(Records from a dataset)
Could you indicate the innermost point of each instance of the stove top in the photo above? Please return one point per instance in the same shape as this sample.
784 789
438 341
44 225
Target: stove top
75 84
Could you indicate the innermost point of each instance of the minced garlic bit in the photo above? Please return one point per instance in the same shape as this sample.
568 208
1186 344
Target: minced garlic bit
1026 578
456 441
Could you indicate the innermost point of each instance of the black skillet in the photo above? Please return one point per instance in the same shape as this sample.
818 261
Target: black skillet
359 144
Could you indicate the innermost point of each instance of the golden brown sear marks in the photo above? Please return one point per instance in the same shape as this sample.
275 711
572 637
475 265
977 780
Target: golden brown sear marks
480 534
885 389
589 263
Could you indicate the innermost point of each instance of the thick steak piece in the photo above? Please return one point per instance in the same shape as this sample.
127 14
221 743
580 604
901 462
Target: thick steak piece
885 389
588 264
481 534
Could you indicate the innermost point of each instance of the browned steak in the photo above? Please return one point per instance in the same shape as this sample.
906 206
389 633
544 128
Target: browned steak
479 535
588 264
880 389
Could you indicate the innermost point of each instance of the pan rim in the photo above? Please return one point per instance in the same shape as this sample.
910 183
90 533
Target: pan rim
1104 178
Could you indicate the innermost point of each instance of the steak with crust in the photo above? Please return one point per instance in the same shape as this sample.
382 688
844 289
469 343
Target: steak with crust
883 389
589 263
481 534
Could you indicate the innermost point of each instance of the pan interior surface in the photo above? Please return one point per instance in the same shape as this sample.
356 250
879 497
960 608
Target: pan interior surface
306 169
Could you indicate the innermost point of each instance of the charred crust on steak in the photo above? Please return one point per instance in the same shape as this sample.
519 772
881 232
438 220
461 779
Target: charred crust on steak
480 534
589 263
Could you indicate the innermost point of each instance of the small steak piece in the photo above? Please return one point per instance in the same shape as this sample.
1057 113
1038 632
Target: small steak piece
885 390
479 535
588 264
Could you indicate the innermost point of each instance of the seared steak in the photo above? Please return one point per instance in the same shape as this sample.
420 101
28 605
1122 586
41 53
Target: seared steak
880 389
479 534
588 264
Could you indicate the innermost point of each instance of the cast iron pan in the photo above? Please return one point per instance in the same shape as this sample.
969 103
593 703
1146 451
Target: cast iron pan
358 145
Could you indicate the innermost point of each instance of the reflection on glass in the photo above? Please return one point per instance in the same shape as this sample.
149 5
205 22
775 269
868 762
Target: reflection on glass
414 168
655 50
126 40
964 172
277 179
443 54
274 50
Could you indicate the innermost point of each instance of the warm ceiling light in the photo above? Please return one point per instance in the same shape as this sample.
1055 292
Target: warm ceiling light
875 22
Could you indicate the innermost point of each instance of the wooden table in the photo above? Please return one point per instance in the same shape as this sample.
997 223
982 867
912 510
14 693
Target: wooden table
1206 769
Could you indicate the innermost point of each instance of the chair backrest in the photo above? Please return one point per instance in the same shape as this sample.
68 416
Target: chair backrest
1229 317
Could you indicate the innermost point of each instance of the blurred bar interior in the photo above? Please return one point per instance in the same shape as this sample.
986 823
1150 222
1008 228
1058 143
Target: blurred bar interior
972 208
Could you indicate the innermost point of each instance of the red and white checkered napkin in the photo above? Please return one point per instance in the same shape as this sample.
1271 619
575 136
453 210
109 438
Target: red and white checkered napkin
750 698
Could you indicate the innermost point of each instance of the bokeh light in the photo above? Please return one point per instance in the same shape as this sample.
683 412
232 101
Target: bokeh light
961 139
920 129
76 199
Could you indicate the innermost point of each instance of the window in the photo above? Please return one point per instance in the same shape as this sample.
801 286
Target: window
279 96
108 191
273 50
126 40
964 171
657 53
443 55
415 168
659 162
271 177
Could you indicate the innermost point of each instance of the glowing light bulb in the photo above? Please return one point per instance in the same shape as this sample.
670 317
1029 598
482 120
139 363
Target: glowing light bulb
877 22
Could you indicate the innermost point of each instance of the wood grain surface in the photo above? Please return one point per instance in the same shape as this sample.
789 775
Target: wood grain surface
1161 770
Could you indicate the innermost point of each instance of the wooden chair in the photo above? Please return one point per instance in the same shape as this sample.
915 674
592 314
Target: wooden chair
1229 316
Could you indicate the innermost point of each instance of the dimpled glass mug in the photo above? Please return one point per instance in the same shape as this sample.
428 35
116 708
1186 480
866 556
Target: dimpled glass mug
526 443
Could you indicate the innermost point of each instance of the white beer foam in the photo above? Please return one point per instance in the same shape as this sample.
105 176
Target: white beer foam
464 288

The task: Restate the records word for word, leaving nothing out.

Response area:
Could you indicate the innermost point of each instance of the stove top in the photo above? Please return one point per instance in the same shape as this sample.
784 789
438 341
44 225
Target: stove top
75 84
Could you indicate the innermost point of each instance of the minced garlic bit in the photo above? Please return one point per instance in the same shape as this sample.
568 208
1186 344
Target: minced garlic bit
1026 578
456 441
Could you indicate the innermost point of each instance of the black skillet in the photo above? Please return one point per instance in the same shape as this sample.
818 261
Target: black skillet
359 144
Could you indicate the innermost point of each instance of the golden brown sear marks in the photo above? Please return one point per instance in the same shape as this sample.
275 711
572 637
475 265
977 780
Target: golden brown sear marks
480 534
885 389
589 263
Could you indicate the innermost point of each instance of the thick steak piece in the photo above? Please return one point per instance in the same shape as this sample.
127 14
221 743
580 604
901 462
Target: thick steak piece
885 389
588 264
481 534
Could you indicate the innermost point of each instance of the browned steak in the photo above? Please return one point per instance in the same shape as this sample.
906 206
389 633
544 128
Target: browned steak
479 535
588 264
880 389
Could you indicate the innermost point of each instance of the pan rim in the photo above? Please return one point per instance in the same shape as this sample.
910 183
90 533
Target: pan rim
1104 178
Could you indicate the innermost point of each instance of the steak with crust in the photo above? Please return one point per instance in the same shape as this sample.
382 688
844 289
469 343
Target: steak with crust
883 389
589 263
481 534
Could you indicate the innermost point of each instance of the pan interior surface in the photo above? Please return one point per instance in the same shape as this sample.
356 250
879 497
960 608
Target: pan interior surface
306 169
Could you indicate the innermost point of each instance of the charred crust on steak in the photo above? Please return one point per instance in the same shape as this sample.
519 772
881 232
438 220
461 779
Target: charred crust on steak
480 534
589 263
Could you indicate the innermost point of each instance of the small steak piece in the photo above? Please return one point per instance in the same shape as this sample.
1057 113
1038 632
Target: small steak piece
885 390
479 535
588 264
Could you indicate the innermost point of each instance of the seared steak in the photo above? Please return one point per instance in the same shape as this sample.
420 101
28 605
1122 586
41 53
Target: seared steak
880 389
479 534
588 264
Could you indicate the innermost point of each instance of the cast iron pan in the photo above? Please return one point per instance in the same shape as this sample.
969 103
593 703
1146 451
Target: cast iron pan
358 145
Could you indicate the innermost point of each instance of the reflection on glass in the photo above? Please return one point per instance in the same shape as this sample.
149 5
205 22
775 269
868 762
Target: reflection on glass
414 168
655 50
126 40
964 172
277 179
443 54
274 50
Could you indicate the innermost point of each instance of the warm ceiling light in the photo above? Please return one point per instance in the same shape as this sample.
1055 292
Target: warm ceiling light
875 22
Could you indicate the innermost point of each instance of the wooden table in the photo above? Please return one point per instance in the same shape as this sample.
997 223
982 867
912 510
14 693
Target: wooden table
1206 769
Could you indicate the innermost point of each instance of the chair backrest in the photo above? Please return one point per instance in the same shape as this sample.
68 416
Target: chair backrest
1229 317
Could you indicate the innermost point of each instance of the blurred bar interior in the photo above? Please return one point per instance in the same shape as this sample.
986 823
1150 222
1008 228
1058 143
Target: blurred bar interior
972 208
Could you indicate the innermost point of each instance of the red and white checkered napkin in the photo above? Please return one point per instance in the same shape as this sample.
1271 619
575 136
453 210
109 438
Target: red and white checkered napkin
750 698
Could you indicate the innermost point of each instance of the bokeh light in the photo above? Please return one point per instance in the same shape as this sample.
683 412
232 101
Target: bokeh light
961 139
920 129
76 199
Could you indicate the innermost point of each instance of the window in the photo above? Please return one point per instance in the same shape as this sample.
801 286
Target: window
279 96
108 191
273 50
126 40
964 171
657 53
443 55
415 168
659 162
271 177
Could you indicate the innermost point of each instance of the glowing light bulb in the photo above? Please return one point per instance in the same shape as this sample.
670 317
1029 598
482 120
139 363
Target: glowing light bulb
877 22
Could you indicate the innermost point of each instance of the wood grain surface in the photo above? Please return one point per instance in the same shape as this sample.
789 775
Target: wood grain surface
1161 770
Could you indicate the innermost point of each instance of the wooden chair in the photo above? Please return one point per instance in the same shape as this sample.
915 674
592 314
Target: wooden chair
1229 316
Could you indicate the innermost point of each instance of the dimpled glass mug in the photo above? Please return one point per instance in the same shape as this sample.
428 35
116 708
1186 480
866 556
Target: dimpled glass mug
526 443
Could you indicate the innermost point of each instance of the white beer foam in the photo above? Please return one point per instance in the same shape as this sample.
105 176
Target: white beer foam
464 288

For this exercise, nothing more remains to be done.